## Document
⟨

Time to get to work….

You have to Innovate 20% of the time

26 Nov

I was watching a video of Craig Rispin last week, he talked about how you have to innovate 20% of the time to stay ahead of the game, to be future proof.

What does that mean to you or i? Well it means we have to try new things, do things differntly, you wont be successful all the time, this is ok, but you will find an idea that will give you a big return and here’s where you bring in the 80/20 rule.

In is a book called ‘The artists way’, Julia Cameron says you have to be prepared to make bad art to make good art, you simply cant just wait to feel inspired, the day you get the perfect paint brushes or that new laptop you always wanted to write the book you want to write.

Julia promotes a form of stream writing called ‘Morning pages’ where you write 3 pages of A4 foolscap of what ever is going through your mind, it’s nothing new, this technique was first discovered by Leonardo Da Vinci, Its about thinking different, here are some steps to think like Mr Da Vinci

Leonardo had many good ideasImage

Morning pages and stream writing are techniques of tuning into your subconscious that many find helpful in their lives.

⟩

## Exercise directions
Transcribe the stretch of the innovation post from "Time to get" through "be future proof.". The entries that follow are separate material and have nothing to do with the post.

## Provided records
⟨

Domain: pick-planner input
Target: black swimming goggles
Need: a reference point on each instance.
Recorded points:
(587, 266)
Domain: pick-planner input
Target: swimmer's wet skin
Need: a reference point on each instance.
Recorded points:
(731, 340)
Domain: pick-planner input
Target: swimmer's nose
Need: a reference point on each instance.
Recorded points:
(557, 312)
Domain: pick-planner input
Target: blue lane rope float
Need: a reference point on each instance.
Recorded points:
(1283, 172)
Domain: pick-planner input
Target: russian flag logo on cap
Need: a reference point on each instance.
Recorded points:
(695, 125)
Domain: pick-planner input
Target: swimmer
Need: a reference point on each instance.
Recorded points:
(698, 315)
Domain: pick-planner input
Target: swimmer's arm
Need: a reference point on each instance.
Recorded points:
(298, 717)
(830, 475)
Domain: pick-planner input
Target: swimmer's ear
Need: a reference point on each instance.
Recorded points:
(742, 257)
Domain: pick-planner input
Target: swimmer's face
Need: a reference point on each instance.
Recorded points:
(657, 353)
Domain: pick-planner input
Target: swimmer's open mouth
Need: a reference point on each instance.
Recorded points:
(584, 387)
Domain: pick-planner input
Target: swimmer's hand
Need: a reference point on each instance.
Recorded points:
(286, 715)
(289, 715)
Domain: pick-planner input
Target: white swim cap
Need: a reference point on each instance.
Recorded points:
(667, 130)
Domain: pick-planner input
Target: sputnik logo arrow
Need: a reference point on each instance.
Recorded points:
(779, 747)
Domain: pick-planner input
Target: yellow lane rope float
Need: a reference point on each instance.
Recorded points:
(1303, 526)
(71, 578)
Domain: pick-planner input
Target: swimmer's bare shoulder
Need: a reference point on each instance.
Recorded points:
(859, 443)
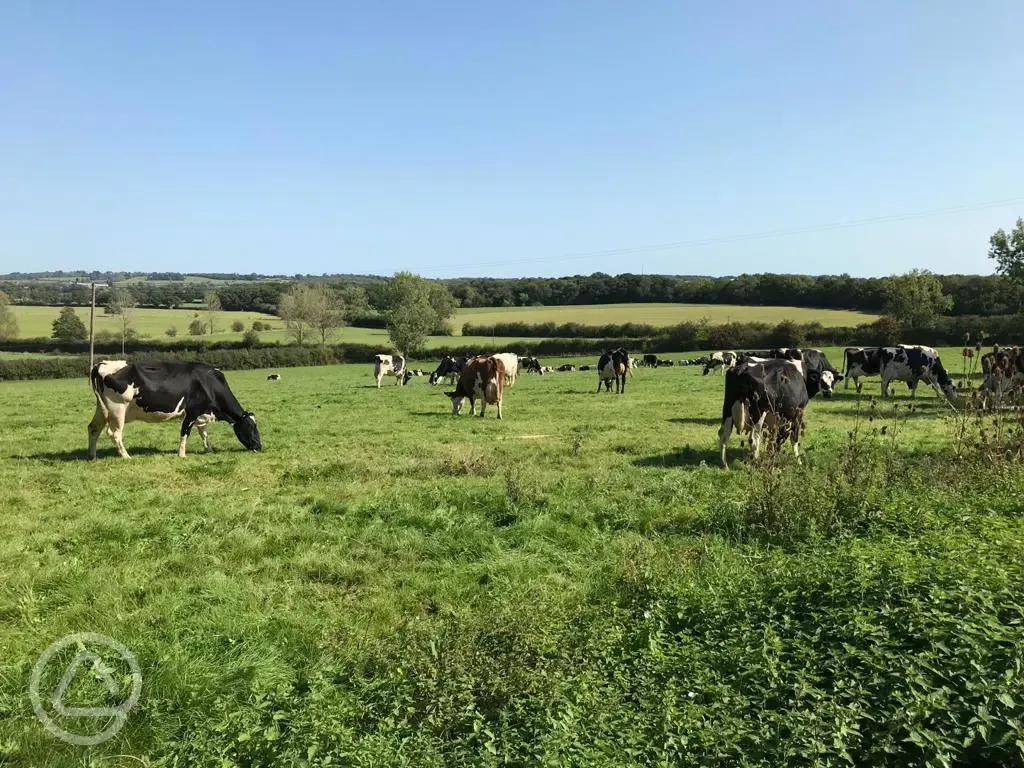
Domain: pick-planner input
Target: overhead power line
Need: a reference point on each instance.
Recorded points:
(684, 244)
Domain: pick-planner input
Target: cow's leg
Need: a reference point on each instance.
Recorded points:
(95, 427)
(186, 425)
(724, 433)
(116, 428)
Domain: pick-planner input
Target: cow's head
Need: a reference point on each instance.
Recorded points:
(247, 432)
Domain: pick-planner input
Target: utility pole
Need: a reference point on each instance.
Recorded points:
(92, 312)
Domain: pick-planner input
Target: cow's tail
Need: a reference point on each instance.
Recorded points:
(491, 391)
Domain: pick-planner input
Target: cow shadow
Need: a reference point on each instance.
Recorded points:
(81, 455)
(685, 457)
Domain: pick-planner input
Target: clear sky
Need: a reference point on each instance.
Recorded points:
(486, 138)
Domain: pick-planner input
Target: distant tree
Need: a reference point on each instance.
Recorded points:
(1008, 250)
(8, 323)
(916, 298)
(414, 307)
(69, 327)
(122, 302)
(212, 302)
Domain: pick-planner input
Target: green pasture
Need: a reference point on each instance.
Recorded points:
(658, 314)
(578, 584)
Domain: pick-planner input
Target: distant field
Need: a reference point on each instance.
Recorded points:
(658, 314)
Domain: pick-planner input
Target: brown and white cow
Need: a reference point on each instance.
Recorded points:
(483, 379)
(390, 365)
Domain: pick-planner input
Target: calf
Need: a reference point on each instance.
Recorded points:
(720, 359)
(613, 366)
(449, 370)
(858, 361)
(390, 365)
(912, 364)
(194, 392)
(769, 395)
(510, 364)
(531, 365)
(482, 379)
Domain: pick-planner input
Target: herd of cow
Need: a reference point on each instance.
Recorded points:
(765, 392)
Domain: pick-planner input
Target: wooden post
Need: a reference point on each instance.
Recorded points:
(92, 312)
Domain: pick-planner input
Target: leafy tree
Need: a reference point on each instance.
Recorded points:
(122, 302)
(916, 298)
(69, 327)
(212, 302)
(414, 307)
(1008, 250)
(8, 323)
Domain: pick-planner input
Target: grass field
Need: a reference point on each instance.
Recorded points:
(578, 584)
(658, 314)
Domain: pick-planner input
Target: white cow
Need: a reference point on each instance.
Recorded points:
(390, 365)
(511, 363)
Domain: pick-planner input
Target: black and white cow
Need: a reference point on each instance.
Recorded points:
(769, 395)
(194, 392)
(613, 366)
(390, 365)
(910, 364)
(530, 365)
(449, 369)
(720, 359)
(859, 361)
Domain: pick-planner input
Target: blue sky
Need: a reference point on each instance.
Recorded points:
(484, 138)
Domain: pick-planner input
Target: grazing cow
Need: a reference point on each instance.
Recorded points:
(613, 366)
(449, 370)
(482, 379)
(531, 365)
(390, 365)
(769, 395)
(911, 364)
(720, 359)
(858, 361)
(510, 361)
(194, 392)
(1004, 372)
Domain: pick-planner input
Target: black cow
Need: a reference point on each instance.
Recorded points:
(450, 368)
(858, 361)
(530, 365)
(164, 391)
(613, 366)
(769, 395)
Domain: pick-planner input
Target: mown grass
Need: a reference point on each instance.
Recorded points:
(578, 584)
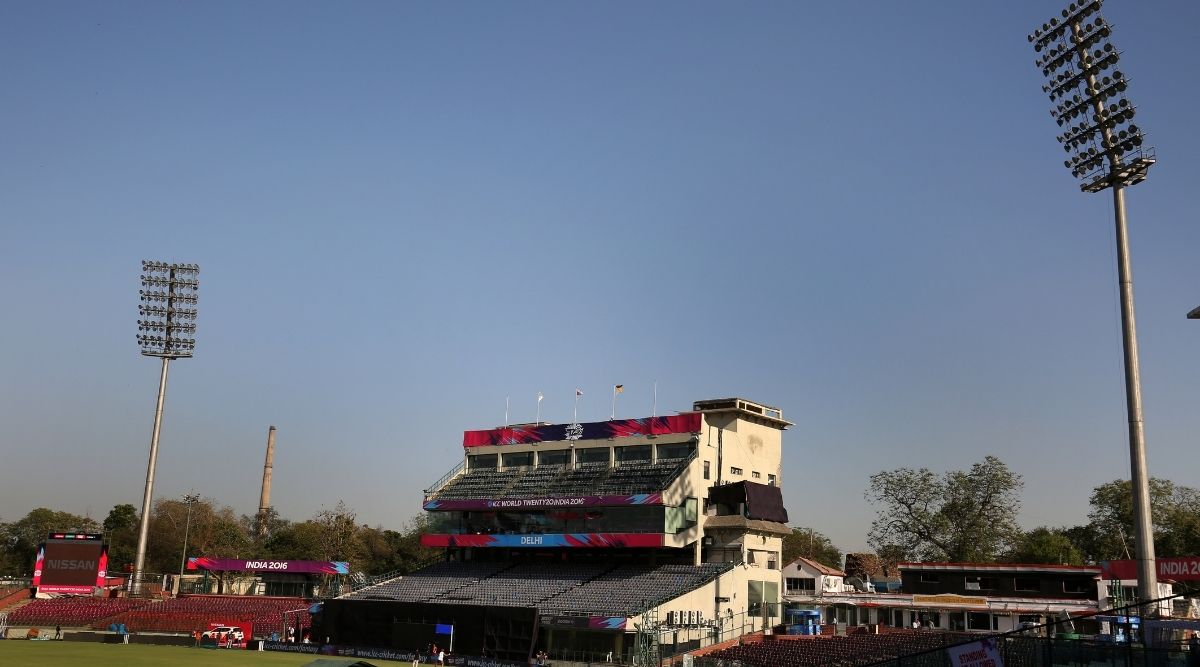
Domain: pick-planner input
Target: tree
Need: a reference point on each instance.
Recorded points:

⟩

## Written answer
Time to get to work….

You have to Innovate 20% of the time

26 Nov

I was watching a video of Craig Rispin last week, he talked about how you have to innovate 20% of the time to stay ahead of the game, to be future proof.